▶ _Exercise goal_
Each entry that follows is to be retyped exactly. Pictures do not belong in the copy.

=== Record excerpts ===

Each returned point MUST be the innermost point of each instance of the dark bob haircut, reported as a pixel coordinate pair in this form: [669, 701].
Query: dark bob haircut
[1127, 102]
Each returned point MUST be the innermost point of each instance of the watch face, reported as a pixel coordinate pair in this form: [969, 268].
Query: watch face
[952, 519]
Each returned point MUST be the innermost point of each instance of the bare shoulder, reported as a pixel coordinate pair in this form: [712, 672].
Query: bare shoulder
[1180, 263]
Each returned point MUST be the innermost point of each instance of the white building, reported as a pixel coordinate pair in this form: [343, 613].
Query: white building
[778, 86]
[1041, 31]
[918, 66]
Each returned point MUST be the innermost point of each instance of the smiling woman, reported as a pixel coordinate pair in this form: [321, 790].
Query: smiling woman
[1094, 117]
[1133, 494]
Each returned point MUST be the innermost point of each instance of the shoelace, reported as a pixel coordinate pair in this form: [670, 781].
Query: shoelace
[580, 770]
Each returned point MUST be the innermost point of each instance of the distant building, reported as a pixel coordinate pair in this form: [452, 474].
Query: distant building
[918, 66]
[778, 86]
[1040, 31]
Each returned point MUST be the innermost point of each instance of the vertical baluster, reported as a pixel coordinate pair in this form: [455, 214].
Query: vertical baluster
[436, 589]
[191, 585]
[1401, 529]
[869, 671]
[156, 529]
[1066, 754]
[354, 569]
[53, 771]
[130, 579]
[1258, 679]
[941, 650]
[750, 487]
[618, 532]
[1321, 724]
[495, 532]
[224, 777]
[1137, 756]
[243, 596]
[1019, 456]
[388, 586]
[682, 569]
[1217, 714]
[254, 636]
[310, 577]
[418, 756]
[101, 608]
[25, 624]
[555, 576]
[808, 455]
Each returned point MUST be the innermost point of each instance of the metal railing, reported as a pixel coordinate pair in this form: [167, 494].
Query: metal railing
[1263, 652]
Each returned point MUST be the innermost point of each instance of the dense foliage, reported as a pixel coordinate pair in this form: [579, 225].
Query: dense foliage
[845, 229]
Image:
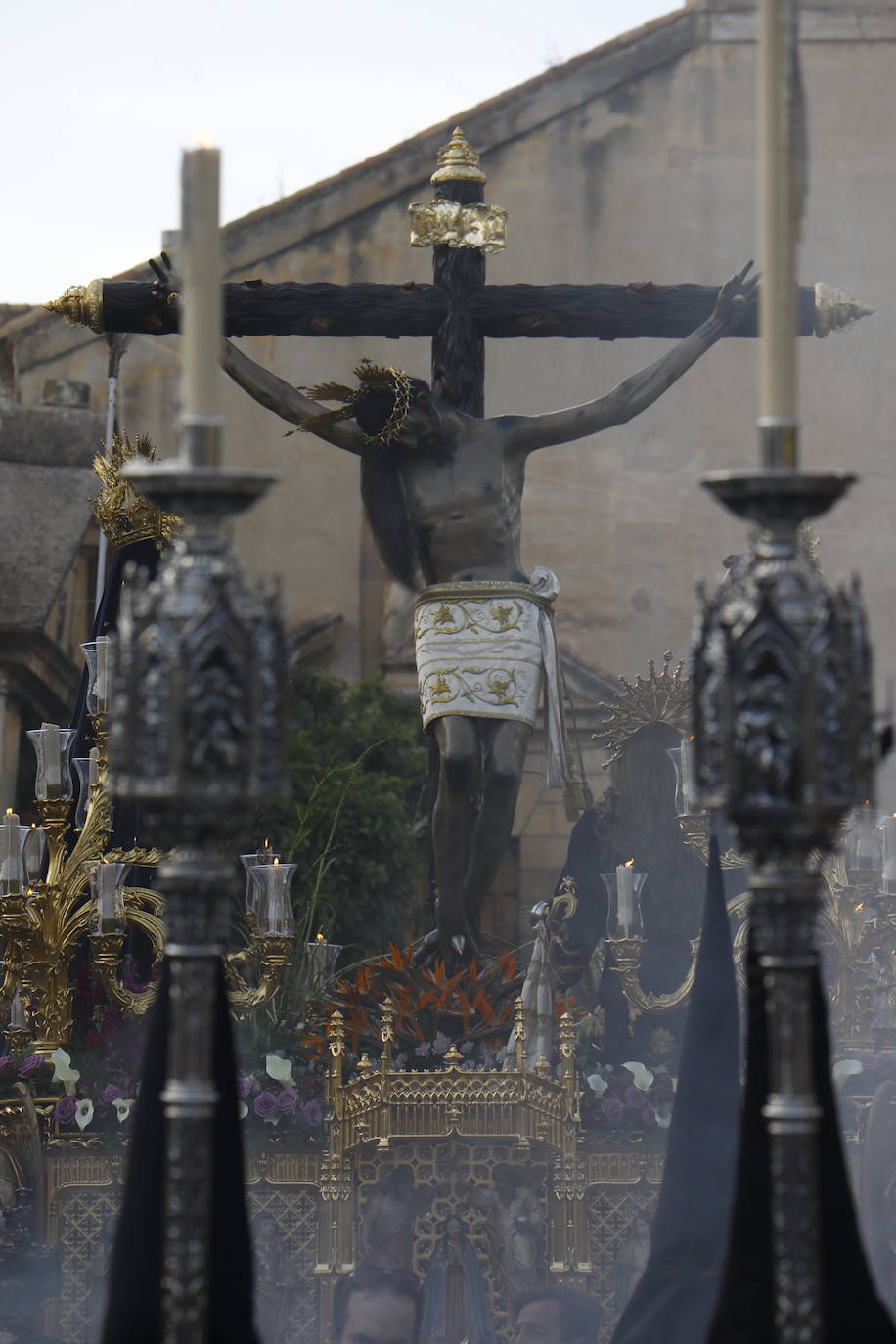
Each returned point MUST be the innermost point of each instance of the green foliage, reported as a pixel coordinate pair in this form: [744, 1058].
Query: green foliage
[353, 824]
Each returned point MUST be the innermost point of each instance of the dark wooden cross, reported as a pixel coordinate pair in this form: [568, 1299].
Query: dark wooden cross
[458, 311]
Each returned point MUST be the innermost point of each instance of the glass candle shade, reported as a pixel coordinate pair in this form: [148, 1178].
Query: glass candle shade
[108, 893]
[14, 875]
[35, 854]
[623, 916]
[686, 766]
[97, 657]
[273, 908]
[863, 847]
[250, 862]
[53, 747]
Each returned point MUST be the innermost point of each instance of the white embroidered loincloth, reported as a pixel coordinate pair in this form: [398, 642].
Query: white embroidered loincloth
[484, 650]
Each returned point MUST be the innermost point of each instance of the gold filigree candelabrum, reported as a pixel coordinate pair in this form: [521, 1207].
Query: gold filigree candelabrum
[625, 944]
[61, 886]
[272, 933]
[57, 893]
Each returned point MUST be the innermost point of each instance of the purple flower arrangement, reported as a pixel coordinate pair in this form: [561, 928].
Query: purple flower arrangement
[283, 1093]
[629, 1098]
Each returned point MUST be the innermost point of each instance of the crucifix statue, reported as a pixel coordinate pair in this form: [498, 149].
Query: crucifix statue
[442, 485]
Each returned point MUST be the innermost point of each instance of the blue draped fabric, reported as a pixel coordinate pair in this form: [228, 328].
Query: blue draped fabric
[479, 1328]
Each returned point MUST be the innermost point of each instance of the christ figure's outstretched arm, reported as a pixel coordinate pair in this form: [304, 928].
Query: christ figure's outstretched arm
[285, 401]
[634, 394]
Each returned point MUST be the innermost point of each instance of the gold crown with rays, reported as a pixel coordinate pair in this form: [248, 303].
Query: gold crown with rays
[662, 697]
[373, 378]
[124, 515]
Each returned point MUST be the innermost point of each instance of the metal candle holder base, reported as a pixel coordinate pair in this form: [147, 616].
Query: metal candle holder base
[784, 736]
[198, 726]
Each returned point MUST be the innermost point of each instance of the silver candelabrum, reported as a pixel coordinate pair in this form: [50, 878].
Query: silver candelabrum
[784, 740]
[198, 728]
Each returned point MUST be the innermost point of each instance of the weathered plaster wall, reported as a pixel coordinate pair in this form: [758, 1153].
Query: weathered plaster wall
[629, 164]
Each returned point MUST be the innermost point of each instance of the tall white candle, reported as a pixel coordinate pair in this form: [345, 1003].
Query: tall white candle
[202, 309]
[625, 897]
[103, 672]
[107, 894]
[778, 229]
[53, 758]
[10, 848]
[18, 1019]
[688, 776]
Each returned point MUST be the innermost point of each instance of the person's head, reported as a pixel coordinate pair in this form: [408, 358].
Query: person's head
[414, 425]
[403, 412]
[374, 1305]
[555, 1316]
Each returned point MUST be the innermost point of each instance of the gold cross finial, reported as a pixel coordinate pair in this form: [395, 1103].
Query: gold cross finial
[457, 161]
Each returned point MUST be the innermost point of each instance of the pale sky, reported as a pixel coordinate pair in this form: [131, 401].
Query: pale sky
[101, 97]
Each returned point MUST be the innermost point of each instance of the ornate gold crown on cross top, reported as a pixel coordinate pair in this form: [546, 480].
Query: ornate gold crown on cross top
[651, 699]
[124, 515]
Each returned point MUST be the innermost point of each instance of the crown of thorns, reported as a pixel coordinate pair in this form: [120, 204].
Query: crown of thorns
[373, 378]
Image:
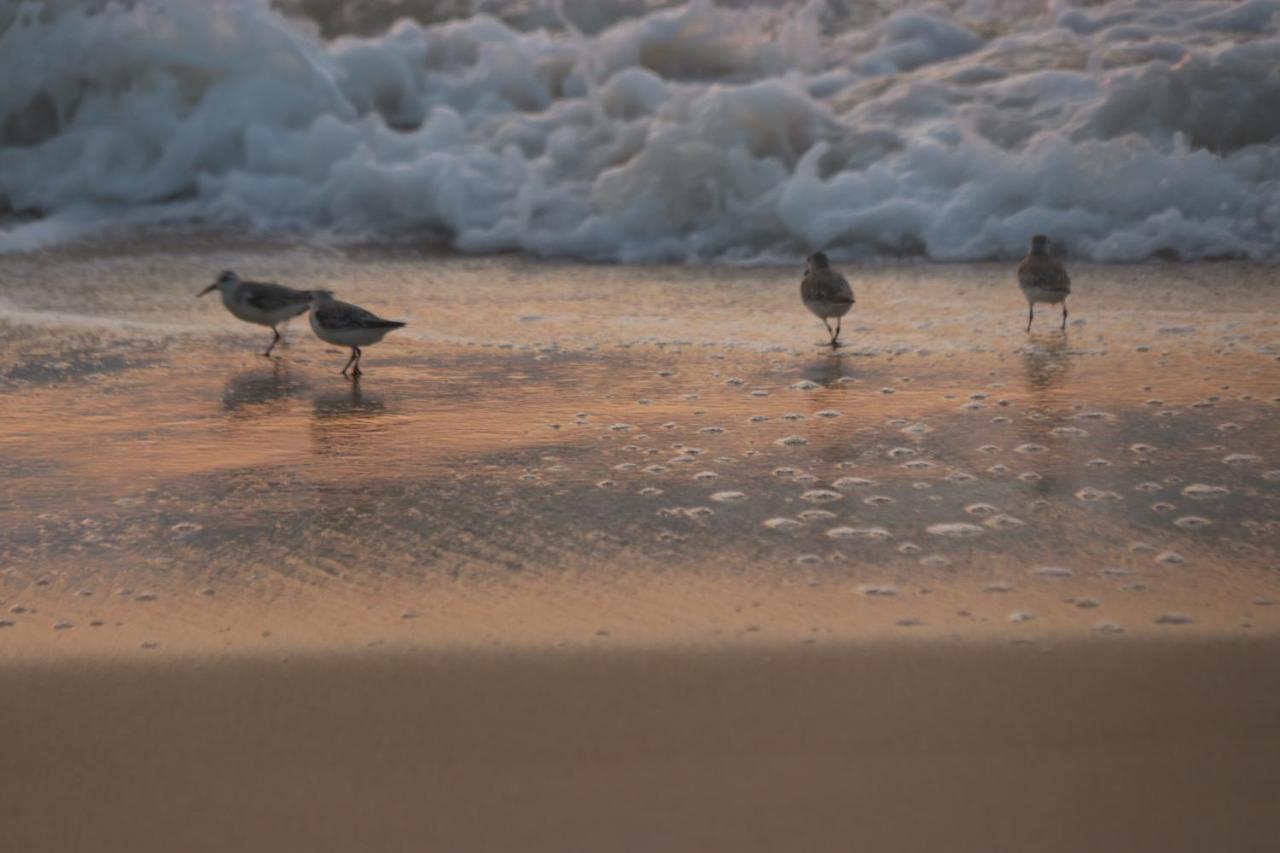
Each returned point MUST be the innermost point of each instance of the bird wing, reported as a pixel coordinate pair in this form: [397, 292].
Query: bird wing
[344, 315]
[1043, 273]
[826, 286]
[266, 296]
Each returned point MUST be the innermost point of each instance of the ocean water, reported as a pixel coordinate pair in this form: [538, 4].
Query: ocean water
[640, 131]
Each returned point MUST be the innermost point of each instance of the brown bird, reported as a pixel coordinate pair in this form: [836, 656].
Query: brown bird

===

▶ _Right answer_
Each returned point MUST be the innermost point of each instance of the dark bob haircut, reported as a pixel coordinate pair in this form: [669, 701].
Query: dark bob haircut
[1127, 102]
Each returned point MUST be the innermost point of each instance of the watch face, reported as a pixel coordinate pair in this form: [969, 268].
Query: watch face
[952, 519]
Each returned point MUST be the innermost point of each instance of the bare shoulder, reported as a pixel coordinate pair in this form: [712, 672].
Query: bare shoulder
[1180, 263]
Each returned point MUST be the innermost point of each instance of the white building, reported as a pixel coordinate pair in this form: [343, 613].
Query: white building
[778, 86]
[1041, 31]
[918, 66]
Each returned point MUST be the innermost point of each instance of the smiling woman, reported as a pixel coordinate pair in this form: [321, 790].
Query: smiling woman
[1094, 117]
[1133, 494]
Each returned point MUST be the innermost point of each instance of the shoelace, reported as a pixel coordinate pair in this form: [670, 781].
Query: shoelace
[580, 770]
Each returned point MUST be the innermost point of each instance of the distant building, reported as a pixel coordinate pair in this form: [452, 474].
Query: distant building
[918, 66]
[778, 86]
[1040, 31]
Each returned point MUST be the innermost point of each instance of the vertical baluster, reported as a pixel coordinate pair in this form: [455, 214].
Query: vertical baluster
[436, 589]
[191, 585]
[1401, 529]
[869, 671]
[156, 529]
[1066, 754]
[354, 569]
[53, 771]
[130, 579]
[1258, 679]
[941, 650]
[750, 487]
[618, 532]
[1321, 724]
[495, 532]
[224, 777]
[1137, 756]
[243, 596]
[1019, 456]
[388, 586]
[682, 569]
[1217, 714]
[254, 636]
[310, 577]
[418, 756]
[101, 608]
[25, 624]
[555, 576]
[808, 455]
Each returned point MUST be the innermost point of each instance of the metal railing, reported as a pixel coordinate pair in this form: [167, 494].
Query: metal railing
[1263, 652]
Each returned point MUST be the innermost point of each instance of the dense foliage, reported as a pixel coordinate pair in this form: [579, 225].
Query: dense foliage
[845, 229]
Image:
Each returned point MUST be the innermost point of each instance of the green foliage, reported as a pixel coordinate pair in this form: [744, 1058].
Query: green foliage
[353, 824]
Each returned point MUST be the innermost point of each instance of the dark wooden cross, reported as a pixel coordinate pair in this form: [568, 1299].
Query: dark wooden cross
[458, 311]
Each returned point MUST be the innermost point of each instance of the glass candle shade, reported as a pixel coordinate pair in this form: [148, 1178].
Query: glass candle shade
[108, 893]
[14, 875]
[35, 854]
[623, 916]
[686, 766]
[97, 657]
[273, 908]
[863, 847]
[250, 862]
[53, 747]
Each returned point MUST be the innermost point of each instance of the white embroidered loincloth, reported as a pixel coordinate pair in this form: [398, 642].
Query: white embroidered loincloth
[484, 650]
Each returned point MUST be the innermost point of each instance of the gold filigree candelabrum, reported as a pixel coordinate pair in this form: [521, 1207].
Query: gold filigree candelabrum
[625, 944]
[61, 886]
[272, 933]
[57, 893]
Each returned point MUST be the innermost point of each instance of the purple flower arrangement, reported as a pixel coordinate pair in this form: [561, 928].
Query: purple flower arrangement
[283, 1093]
[629, 1098]
Each returned point MUST be the innermost point of each instance of the crucifix statue, reported as a pixel coordinate pair in this form: [498, 149].
Query: crucifix statue
[442, 485]
Each returned point MUST be the innermost point of each instance of the blue draped fabric, reported as a pixel coordinate pair in this form: [228, 328].
Query: blue draped fabric
[479, 1328]
Each returned point MUST be the innermost point of each instance of the christ figure's outstretched arm, reported as a pixel coordinate pair in this form: [304, 928].
Query: christ figure's outstretched arm
[285, 401]
[634, 394]
Each returned point MUST be the innermost point of each instance of the gold crown with rays, reported as a pixel coordinate pair in this form: [248, 303].
Query: gold crown with rays
[662, 697]
[373, 378]
[124, 515]
Each returned point MUST be the innermost point of each instance of the metal candle holder base, reported as a pixel coordinate pair in this form: [147, 616].
Query: metal candle holder base
[784, 736]
[198, 726]
Each returned point MUST be the innermost point of each instance of the silver candelabrum, reported as a pixel coordinate pair in this form: [50, 878].
Query: silver candelabrum
[784, 740]
[198, 728]
Each returned point MUST be the innermost point of each instance of the weathered plaster wall, reported as a pixel coordinate pair in this form: [758, 1153].
Query: weathered plaster wall
[629, 164]
Each returned point MUST be the innermost point of each instance of the tall white candle, reported as a pixel coordinate pair in this form: [345, 1003].
Query: tall white candle
[202, 309]
[625, 897]
[103, 672]
[107, 894]
[778, 229]
[53, 758]
[10, 848]
[18, 1019]
[688, 776]
Each returned point MUST be the innermost point of each instance of the person's head, reported as a pixel coordinate pair in this form: [408, 358].
Query: person's head
[414, 425]
[403, 412]
[374, 1305]
[555, 1316]
Each returned point MUST be the innermost point of each instance of the gold cross finial, reported as a pixel coordinate pair in this form: [395, 1103].
Query: gold cross finial
[457, 161]
Each returned point MUST be the innermost point of each instance of the pale sky, reported as a pixel coordinate pair in this form: [131, 401].
Query: pale sky
[101, 97]
Each returned point MUST be the innermost point of each instance of the ornate gold crown on cross top, reported as a pixel coordinate pair in this form: [546, 480].
Query: ornate gold crown on cross top
[651, 699]
[124, 515]
Each returned point MUST be the innermost point of each instance of the crown of thorns, reported as a pixel coordinate pair in this form: [120, 204].
Query: crown of thorns
[373, 378]
Image:
Each returned point MUST be the innermost point of each instance of the bird wing, reported as a pixel coordinate pair in this form: [397, 292].
Query: bird wing
[344, 315]
[1043, 273]
[826, 286]
[266, 296]
Each returned point MUST be the innermost point of each instance of the ocean water, reported as a pixel coordinate pair in this form: [538, 4].
Query: ocean water
[640, 131]
Each returned point MUST be the innermost point of each instance of the brown bird, reported as a pixel coordinate pair in this form: [836, 656].
Query: brown bird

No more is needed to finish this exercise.